### What to work on
Copy out, in full, every line of the material below that contains the word "format".

### Listed records
○ ○ ○

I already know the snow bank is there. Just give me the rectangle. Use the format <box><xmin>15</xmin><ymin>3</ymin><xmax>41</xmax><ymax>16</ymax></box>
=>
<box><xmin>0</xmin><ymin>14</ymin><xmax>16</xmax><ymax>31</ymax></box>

○ ○ ○

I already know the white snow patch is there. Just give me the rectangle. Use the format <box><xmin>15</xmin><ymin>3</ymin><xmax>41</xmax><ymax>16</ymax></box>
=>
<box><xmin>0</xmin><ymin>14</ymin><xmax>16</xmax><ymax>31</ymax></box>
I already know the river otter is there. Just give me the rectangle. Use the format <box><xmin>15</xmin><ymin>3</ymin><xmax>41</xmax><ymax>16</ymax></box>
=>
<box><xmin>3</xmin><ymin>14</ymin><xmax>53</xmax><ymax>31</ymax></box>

○ ○ ○

### Result
I already know the snow bank is there. Just give me the rectangle. Use the format <box><xmin>15</xmin><ymin>3</ymin><xmax>41</xmax><ymax>16</ymax></box>
I already know the white snow patch is there. Just give me the rectangle. Use the format <box><xmin>15</xmin><ymin>3</ymin><xmax>41</xmax><ymax>16</ymax></box>
I already know the river otter is there. Just give me the rectangle. Use the format <box><xmin>15</xmin><ymin>3</ymin><xmax>41</xmax><ymax>16</ymax></box>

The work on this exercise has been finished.